Consigna:
En el texto sobre la novela Desconfianza, ¿en qué lugar se colocará el retrato de Marta Bernales?

Texto de referencia:
* * *

Desconfianza está también escrita en clave teatral, con sus episodios detrás de bambalinas, su consabida comedia de equivocaciones, el paso enmascarado del tiempo, la tan temida “ida a blanco” u olvido de las líneas del parlamento, y muchas veces la impostación o la sobreactuación. Pero el teatro siempre tiene algo de sobreactuado como un recurso expresivo más de alguna vez necesario, tal como lo fue en el cine mudo, fuera este de humor o de tinte expresionista. Porque también pueden imaginarse partes de esta novela como una gran película muda, con actrices como Theda Bara, Clara Bow, Louise Brooks, Pola Negri o Gloria Swanson, claro, pero con 40 años más que cuando brillaban en todo su esplendor y con la diferencia que ellas dejaron su glorioso retrato en varias películas, no en una tela que forma parte del decorado de esta intriga. Ahí también radica la punzante e irónica pincelada del autor al hacer que Marta Bernales se traslade con su retrato a ese hogar de ancianas, donde este será colocado en el salón principal de la residencia. Y el desvío por el cine mudo no es tampoco un mero desvío, porque Marchant Lazcano siempre hace referencias a la historia del llamado séptimo arte, no sólo en sus otras novelas, sino que en Desconfianza las referencias a las viejas glorias hoollywoodenses como Lauren Bacall o Liz Taylor o Marilyn Monroe, por ejemplo, y a algunas películas inolvidables se utilizan como contrapunto necesario y como evocación de otros tiempos mejores. Y por supuesto, la ineludible televisión y las teleseries nacionales forman parte, aquí, del develamiento de “la fantasmagoría de Chile”.

* * *

Registros enumerados:
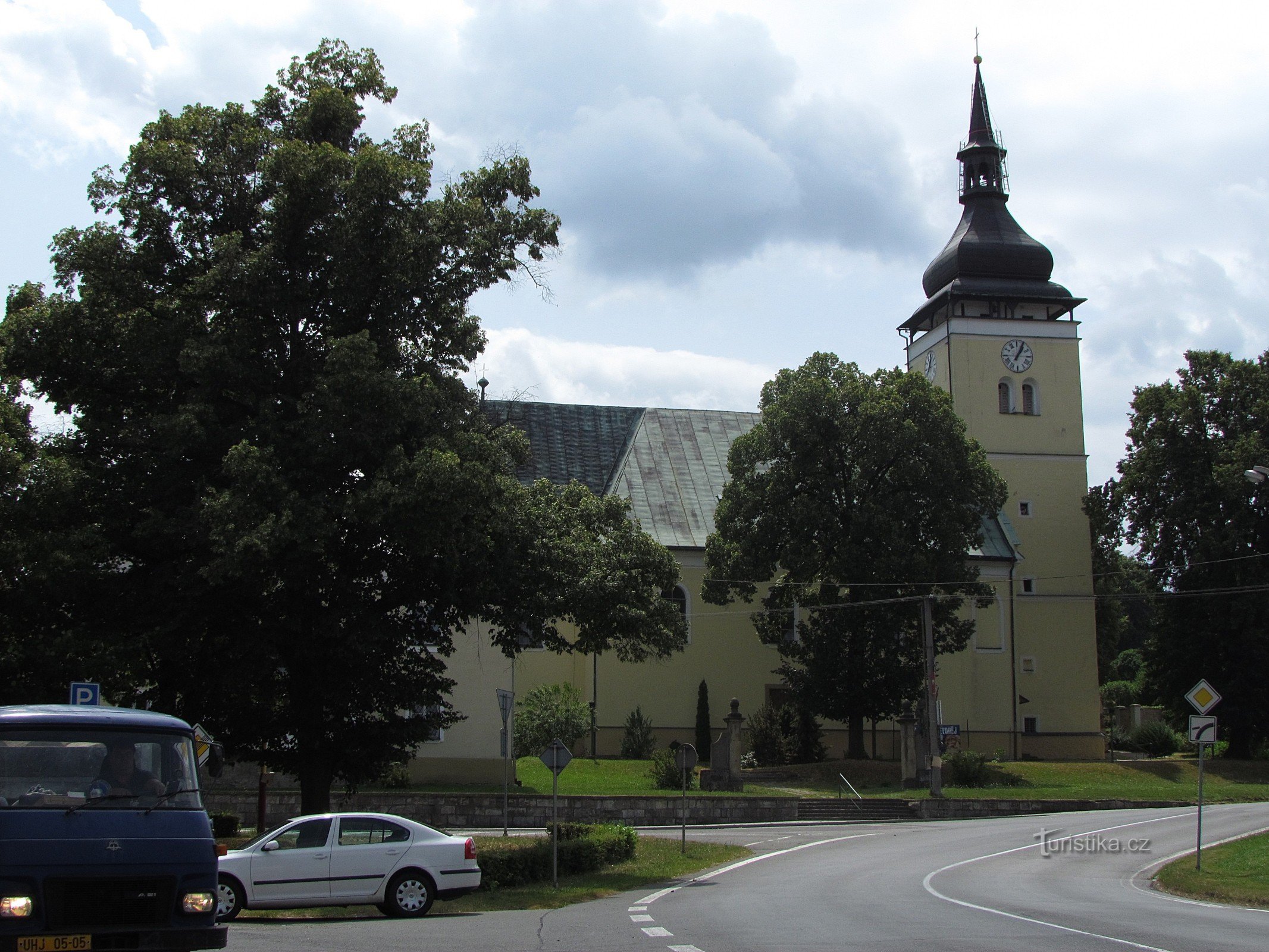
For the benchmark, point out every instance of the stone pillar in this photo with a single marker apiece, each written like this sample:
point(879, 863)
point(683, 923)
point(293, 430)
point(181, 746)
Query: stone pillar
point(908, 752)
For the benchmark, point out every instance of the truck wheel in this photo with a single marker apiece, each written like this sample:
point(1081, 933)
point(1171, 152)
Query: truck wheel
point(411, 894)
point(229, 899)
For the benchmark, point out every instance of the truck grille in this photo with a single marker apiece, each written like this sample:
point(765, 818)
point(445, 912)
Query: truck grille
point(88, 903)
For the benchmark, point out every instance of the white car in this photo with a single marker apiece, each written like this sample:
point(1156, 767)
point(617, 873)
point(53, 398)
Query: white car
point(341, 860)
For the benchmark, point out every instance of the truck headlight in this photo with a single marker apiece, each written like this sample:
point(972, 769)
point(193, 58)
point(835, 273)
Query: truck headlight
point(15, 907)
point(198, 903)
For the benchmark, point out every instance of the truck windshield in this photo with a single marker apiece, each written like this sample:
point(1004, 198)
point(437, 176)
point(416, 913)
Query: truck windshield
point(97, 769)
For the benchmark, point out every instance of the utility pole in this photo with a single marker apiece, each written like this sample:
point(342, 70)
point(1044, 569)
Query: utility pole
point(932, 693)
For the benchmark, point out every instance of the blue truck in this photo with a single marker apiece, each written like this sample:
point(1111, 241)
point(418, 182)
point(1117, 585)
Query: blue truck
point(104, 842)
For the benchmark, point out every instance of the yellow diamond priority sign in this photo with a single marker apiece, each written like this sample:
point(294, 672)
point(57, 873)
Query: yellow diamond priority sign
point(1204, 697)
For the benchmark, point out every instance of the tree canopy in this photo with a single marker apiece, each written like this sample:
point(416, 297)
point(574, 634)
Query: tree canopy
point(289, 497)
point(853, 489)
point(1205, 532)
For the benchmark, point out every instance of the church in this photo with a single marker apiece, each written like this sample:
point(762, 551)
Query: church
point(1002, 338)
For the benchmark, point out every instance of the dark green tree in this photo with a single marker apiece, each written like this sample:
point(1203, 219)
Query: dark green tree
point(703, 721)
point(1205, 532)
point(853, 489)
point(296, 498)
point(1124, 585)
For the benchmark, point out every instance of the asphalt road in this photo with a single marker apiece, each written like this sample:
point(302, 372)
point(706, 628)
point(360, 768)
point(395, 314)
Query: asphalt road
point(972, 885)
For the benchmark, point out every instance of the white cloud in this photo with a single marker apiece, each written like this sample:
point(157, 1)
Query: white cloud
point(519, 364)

* * *

Resultado:
En el salón principal de la residencia, el hogar de ancianas al que ella se traslada.